International Privacy Standards
As the Internet grows, so too do concerns about privacy and confidentiality. Many countries and organizations are looking at legal and technical approaches to privacy protection for the global information infrastructure.
- Draft COE Declaration on Freedom of Communication on the Internet. November 29, 2002.
- Article 12 of the Universal Declaration of Human Rights states that " No one shall be subjected to arbitrary interference with his privacy, family, home or correspondence, nor to attacks upon his honour and reputation. Everyone has the right to the protection of the law against such interference or attacks."
- The International Covenant on Civil and Political Rights also includes a provision for privacy protection similar to the article in the Universal Declaration.
- The OECD Guidelines is one of the primary documents for international privacy protection. The Guidelines were set out in 1981 and concern primarily stored data. For more information, see EPIC: OECD Releases Updated Guidelines.
- The Council of Europe Convention is another European approach to privacy protection from 1981. Its requirements are binding on all signatory countries. See Also EPIC: Council of European Privacy Convention.
- The EC Data Protection Directive is the current focus of privacy discussion in Europe. The directive attempts to harmonize the various national privacy laws in Europe to promote European-wide commerce. The current version is likely to undergo further changes before it is finally adopted by the European Community.

=====

[CHALLENGE A]:
Gather every line of the listing that contains the word "white". Case counts.

=====

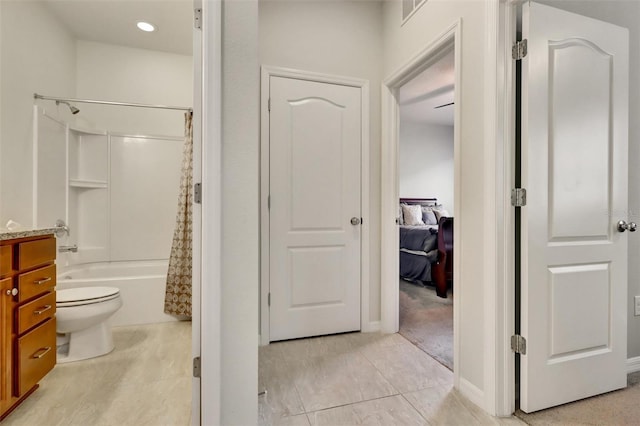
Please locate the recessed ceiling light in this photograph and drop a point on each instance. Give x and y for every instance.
(145, 26)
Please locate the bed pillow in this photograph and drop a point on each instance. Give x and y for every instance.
(412, 214)
(441, 213)
(428, 216)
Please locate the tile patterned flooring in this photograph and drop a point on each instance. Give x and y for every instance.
(349, 379)
(146, 380)
(360, 379)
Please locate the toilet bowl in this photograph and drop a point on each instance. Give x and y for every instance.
(82, 326)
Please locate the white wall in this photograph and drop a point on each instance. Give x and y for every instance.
(401, 44)
(240, 214)
(126, 74)
(425, 164)
(341, 38)
(38, 55)
(625, 13)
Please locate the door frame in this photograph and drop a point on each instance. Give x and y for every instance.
(363, 85)
(498, 394)
(207, 244)
(450, 39)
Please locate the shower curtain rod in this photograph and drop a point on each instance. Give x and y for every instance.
(90, 101)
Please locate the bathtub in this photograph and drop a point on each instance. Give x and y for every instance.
(141, 284)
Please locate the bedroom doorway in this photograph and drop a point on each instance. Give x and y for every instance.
(426, 196)
(421, 104)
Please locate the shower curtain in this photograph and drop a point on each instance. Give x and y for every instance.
(177, 299)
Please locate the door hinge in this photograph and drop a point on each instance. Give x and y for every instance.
(519, 344)
(519, 50)
(518, 197)
(197, 193)
(197, 367)
(197, 18)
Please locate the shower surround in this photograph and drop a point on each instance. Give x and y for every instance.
(117, 193)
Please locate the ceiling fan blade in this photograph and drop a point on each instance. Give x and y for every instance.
(444, 105)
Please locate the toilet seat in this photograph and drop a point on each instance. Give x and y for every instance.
(85, 296)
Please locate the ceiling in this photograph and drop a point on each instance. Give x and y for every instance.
(114, 22)
(432, 88)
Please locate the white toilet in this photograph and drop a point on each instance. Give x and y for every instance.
(82, 325)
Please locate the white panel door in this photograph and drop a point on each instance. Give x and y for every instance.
(315, 147)
(574, 167)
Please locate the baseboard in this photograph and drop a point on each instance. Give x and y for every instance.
(371, 327)
(633, 364)
(471, 392)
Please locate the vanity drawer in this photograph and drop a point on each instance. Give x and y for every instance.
(36, 282)
(35, 253)
(37, 311)
(36, 355)
(6, 260)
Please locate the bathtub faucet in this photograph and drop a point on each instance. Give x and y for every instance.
(61, 228)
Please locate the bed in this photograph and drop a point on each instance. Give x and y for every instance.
(426, 243)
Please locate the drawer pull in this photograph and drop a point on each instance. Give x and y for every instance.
(41, 310)
(41, 352)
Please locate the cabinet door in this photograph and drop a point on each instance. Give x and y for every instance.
(6, 323)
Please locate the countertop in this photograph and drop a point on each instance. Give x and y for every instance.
(5, 234)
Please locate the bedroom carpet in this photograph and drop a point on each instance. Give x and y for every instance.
(614, 408)
(426, 320)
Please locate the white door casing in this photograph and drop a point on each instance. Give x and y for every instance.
(315, 137)
(574, 167)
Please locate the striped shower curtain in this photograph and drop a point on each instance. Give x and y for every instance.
(177, 299)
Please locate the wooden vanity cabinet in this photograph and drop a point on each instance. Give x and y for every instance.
(27, 312)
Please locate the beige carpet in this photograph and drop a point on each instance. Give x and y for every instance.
(620, 407)
(426, 320)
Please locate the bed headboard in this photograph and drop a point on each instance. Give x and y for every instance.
(421, 201)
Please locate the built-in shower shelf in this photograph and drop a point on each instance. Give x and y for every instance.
(86, 183)
(87, 131)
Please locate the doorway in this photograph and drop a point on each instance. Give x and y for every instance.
(426, 187)
(446, 44)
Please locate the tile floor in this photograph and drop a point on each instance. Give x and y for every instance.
(360, 378)
(146, 380)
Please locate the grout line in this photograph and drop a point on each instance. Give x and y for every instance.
(352, 403)
(415, 408)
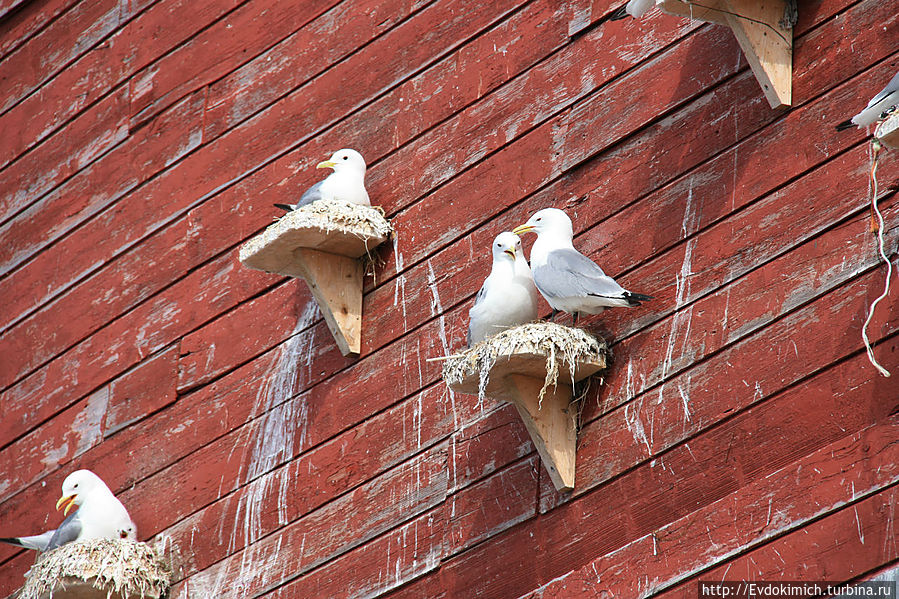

=====

[CHALLENGE B]:
Using the text on international privacy standards, say whether each statement agrees with it: (i) the OECD Guidelines date from 1981 and mainly cover stored data; (ii) the Council of Europe Convention's requirements are optional for signatory countries; (iii) the European Community has already finally adopted the EC Data Protection Directive. Answer yes or no for each and quote the deciding words.

[EXERCISE OUTPUT A]:
Please locate the white wall in this photograph and drop a point on each instance. Give x and y for every instance.
Please locate the white toilet in this photograph and drop a point on each instance. Give x and y for every instance.
Please locate the white panel door in this photograph and drop a point on each instance. Give x and y for every instance.
Please locate the white door casing in this photograph and drop a point on each instance. Give x and y for every instance.

[EXERCISE OUTPUT B]:
(i) Yes: "The Guidelines were set out in 1981 and concern primarily stored data."
(ii) No: "Its requirements are binding on all signatory countries."
(iii) No: "The current version is likely to undergo further changes before it is finally adopted by the European Community."